* [Task instructions]: Return the rows below without any change, starting at the line that contains "Ground the river for me." and ending at the line that contains "[0,91,227,263]", with both of those lines included.

-=-=-=-=-

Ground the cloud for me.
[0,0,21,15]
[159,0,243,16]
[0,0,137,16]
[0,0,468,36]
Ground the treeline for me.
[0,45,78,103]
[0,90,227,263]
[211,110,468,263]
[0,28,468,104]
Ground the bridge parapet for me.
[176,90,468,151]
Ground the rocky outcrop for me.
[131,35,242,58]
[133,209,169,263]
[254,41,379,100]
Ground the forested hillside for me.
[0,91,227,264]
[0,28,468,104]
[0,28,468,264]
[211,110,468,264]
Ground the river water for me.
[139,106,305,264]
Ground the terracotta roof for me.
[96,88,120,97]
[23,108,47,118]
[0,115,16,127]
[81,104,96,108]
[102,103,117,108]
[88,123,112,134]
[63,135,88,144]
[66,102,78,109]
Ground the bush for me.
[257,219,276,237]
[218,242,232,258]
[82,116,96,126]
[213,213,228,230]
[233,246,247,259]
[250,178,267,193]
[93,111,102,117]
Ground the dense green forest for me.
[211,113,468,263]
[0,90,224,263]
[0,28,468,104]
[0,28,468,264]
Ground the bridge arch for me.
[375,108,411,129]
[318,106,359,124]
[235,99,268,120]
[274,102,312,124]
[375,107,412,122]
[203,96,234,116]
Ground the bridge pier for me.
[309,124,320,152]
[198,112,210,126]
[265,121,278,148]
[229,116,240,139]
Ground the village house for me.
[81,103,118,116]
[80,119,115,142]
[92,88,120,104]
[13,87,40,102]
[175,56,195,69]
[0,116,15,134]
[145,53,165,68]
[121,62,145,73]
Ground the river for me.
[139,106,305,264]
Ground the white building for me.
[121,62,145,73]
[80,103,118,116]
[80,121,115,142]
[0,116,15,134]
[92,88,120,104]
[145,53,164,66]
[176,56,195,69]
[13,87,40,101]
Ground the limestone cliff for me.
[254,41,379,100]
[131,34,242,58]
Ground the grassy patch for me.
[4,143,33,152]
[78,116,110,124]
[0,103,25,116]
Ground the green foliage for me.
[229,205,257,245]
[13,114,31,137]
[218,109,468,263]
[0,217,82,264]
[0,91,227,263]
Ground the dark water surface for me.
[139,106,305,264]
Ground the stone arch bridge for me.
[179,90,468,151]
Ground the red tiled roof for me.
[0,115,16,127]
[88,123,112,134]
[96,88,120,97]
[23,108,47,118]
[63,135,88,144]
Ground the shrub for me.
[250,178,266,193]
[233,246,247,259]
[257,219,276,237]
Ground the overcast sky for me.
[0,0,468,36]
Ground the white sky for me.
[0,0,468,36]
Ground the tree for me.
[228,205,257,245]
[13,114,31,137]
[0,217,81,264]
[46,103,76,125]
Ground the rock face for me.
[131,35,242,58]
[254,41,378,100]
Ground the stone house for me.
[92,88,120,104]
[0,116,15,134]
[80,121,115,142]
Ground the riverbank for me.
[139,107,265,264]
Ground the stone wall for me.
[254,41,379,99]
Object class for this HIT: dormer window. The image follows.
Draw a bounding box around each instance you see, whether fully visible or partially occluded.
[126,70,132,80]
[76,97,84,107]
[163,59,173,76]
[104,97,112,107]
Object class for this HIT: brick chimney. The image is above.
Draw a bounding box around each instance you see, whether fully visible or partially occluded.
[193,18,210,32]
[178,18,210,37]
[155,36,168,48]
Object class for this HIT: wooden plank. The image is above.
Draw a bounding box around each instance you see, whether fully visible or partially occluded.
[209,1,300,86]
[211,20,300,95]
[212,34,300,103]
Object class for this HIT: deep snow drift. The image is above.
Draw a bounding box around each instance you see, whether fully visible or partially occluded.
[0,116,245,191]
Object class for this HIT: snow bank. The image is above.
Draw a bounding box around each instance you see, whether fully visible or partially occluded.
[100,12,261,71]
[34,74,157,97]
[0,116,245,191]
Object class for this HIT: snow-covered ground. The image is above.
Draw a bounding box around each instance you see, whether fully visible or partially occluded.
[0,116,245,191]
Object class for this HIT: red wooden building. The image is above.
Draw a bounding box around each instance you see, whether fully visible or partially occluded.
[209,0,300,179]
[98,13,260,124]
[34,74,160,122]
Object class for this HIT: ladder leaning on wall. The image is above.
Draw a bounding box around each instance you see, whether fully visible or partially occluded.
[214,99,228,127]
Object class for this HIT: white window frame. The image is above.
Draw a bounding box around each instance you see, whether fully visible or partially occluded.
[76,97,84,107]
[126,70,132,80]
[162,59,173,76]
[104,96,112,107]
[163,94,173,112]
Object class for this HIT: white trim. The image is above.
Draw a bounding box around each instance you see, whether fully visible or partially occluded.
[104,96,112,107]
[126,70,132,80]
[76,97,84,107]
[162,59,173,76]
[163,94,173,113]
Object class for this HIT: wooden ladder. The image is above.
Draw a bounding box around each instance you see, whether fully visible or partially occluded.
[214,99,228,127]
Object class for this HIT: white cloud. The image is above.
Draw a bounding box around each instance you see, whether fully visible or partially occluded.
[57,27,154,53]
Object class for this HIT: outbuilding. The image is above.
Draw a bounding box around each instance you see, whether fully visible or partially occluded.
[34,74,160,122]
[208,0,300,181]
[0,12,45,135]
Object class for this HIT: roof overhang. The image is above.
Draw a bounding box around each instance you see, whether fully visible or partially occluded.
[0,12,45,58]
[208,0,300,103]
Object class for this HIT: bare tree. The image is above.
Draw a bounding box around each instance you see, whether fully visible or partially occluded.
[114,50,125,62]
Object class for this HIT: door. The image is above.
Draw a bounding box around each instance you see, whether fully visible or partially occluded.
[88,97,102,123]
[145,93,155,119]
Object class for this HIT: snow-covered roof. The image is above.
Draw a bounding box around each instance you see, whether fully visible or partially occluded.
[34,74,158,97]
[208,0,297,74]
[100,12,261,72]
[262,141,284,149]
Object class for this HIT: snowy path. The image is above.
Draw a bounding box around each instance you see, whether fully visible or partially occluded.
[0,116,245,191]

-=-=-=-=-

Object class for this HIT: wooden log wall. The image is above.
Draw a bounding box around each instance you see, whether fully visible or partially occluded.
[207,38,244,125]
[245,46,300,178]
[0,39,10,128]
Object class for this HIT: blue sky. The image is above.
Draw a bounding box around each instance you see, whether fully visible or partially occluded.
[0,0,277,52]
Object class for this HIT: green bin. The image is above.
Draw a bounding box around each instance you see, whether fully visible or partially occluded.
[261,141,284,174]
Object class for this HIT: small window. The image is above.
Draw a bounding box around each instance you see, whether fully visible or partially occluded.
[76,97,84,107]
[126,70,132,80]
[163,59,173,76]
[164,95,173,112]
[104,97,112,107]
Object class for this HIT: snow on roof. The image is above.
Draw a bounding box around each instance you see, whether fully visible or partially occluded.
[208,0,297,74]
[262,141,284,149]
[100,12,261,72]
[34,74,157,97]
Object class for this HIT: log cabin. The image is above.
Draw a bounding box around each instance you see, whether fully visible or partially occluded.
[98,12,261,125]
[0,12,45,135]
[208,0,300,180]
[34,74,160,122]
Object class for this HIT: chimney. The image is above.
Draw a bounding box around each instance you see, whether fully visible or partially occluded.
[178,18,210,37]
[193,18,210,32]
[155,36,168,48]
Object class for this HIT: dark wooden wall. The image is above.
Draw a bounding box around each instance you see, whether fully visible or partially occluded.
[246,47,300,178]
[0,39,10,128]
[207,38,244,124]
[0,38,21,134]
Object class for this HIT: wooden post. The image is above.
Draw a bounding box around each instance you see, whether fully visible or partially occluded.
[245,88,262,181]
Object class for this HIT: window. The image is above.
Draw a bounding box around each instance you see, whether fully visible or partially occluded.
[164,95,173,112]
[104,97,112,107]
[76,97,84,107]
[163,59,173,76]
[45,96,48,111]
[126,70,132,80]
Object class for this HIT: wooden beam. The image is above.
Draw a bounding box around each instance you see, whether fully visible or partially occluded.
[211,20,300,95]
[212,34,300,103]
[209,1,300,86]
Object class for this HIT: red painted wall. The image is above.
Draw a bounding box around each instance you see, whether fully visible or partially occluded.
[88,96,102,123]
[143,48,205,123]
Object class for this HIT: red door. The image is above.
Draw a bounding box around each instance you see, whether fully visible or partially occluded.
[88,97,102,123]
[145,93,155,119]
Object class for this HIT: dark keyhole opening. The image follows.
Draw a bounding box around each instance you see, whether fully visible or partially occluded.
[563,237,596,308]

-=-=-=-=-

* [Result]:
Ground the river for me.
[139,106,305,264]
Ground the white building for me.
[121,62,145,73]
[80,103,118,116]
[80,121,115,142]
[0,116,15,134]
[92,88,120,104]
[145,53,164,66]
[176,56,195,69]
[13,87,40,101]
Ground the limestone cliff for me.
[254,41,379,100]
[131,34,242,58]
Ground the grassy patch for me.
[4,143,33,152]
[78,116,110,124]
[0,103,25,116]
Ground the green foliage for me.
[229,205,257,245]
[13,114,31,137]
[218,109,468,263]
[0,217,82,264]
[0,91,227,263]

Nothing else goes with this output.